┏━━

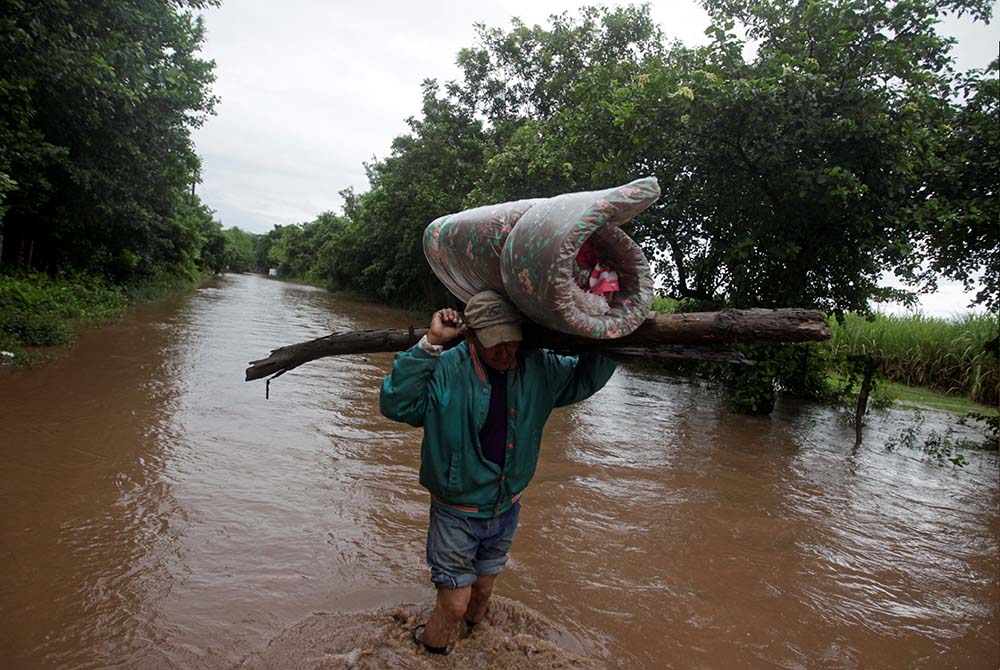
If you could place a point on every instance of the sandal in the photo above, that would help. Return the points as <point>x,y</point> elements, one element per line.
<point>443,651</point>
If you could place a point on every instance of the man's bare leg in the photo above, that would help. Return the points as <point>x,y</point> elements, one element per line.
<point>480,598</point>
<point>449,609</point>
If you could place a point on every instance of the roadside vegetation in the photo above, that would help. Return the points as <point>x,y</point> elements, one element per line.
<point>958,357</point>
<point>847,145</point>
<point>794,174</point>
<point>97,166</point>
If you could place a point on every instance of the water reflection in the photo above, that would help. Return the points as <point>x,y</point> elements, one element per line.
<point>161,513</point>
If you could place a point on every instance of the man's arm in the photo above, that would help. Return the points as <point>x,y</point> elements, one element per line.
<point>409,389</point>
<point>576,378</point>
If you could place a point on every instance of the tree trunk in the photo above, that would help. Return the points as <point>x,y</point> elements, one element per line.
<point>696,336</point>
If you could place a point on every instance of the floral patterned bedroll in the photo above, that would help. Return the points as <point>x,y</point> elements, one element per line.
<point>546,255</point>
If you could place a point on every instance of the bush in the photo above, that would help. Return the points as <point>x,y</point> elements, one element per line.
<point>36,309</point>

┗━━
┏━━

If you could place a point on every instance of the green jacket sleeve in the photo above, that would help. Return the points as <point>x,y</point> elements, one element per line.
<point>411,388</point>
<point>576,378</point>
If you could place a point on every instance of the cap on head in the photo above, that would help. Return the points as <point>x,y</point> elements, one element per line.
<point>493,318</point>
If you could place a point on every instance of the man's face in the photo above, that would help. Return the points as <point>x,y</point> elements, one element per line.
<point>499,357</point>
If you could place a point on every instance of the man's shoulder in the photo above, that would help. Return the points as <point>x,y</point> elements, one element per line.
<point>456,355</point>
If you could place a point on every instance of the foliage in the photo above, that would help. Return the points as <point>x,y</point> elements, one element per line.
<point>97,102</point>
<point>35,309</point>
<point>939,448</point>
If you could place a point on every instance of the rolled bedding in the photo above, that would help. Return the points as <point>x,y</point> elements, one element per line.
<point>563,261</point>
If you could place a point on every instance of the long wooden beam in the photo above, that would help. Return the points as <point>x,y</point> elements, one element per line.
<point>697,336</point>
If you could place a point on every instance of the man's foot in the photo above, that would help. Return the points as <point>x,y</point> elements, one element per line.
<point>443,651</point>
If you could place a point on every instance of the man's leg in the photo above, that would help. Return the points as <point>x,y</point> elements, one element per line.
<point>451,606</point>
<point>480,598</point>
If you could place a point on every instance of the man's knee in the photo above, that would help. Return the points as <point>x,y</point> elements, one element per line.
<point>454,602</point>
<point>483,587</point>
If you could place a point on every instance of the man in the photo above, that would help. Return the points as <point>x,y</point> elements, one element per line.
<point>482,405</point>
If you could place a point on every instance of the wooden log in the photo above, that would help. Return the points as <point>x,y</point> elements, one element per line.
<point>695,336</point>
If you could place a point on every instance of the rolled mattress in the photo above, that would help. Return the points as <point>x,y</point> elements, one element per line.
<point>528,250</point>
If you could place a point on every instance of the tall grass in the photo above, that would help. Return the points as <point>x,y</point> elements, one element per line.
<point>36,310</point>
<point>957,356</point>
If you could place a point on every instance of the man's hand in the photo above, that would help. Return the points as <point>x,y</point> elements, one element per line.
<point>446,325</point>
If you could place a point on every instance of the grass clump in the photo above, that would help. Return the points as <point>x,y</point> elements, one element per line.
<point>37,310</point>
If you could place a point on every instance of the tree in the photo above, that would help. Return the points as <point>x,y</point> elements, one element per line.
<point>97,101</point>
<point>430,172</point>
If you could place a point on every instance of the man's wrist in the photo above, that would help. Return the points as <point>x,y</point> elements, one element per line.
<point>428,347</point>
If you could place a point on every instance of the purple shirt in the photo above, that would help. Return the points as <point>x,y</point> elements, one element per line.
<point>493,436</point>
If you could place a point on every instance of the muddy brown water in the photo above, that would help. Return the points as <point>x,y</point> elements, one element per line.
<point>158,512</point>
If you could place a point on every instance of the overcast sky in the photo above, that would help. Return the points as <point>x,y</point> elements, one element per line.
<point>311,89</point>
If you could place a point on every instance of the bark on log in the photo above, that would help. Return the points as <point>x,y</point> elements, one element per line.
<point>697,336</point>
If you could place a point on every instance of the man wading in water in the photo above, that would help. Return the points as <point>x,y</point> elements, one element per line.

┗━━

Problem
Return the listing lines verbatim, beginning at the line containing "of the foliage" and stopping after the line containing "<point>939,448</point>".

Result of the task
If you could place a point on every instance of the foliage in the photo above, that would help. Return the points as <point>x,y</point> elements, one element per line.
<point>97,102</point>
<point>35,309</point>
<point>939,448</point>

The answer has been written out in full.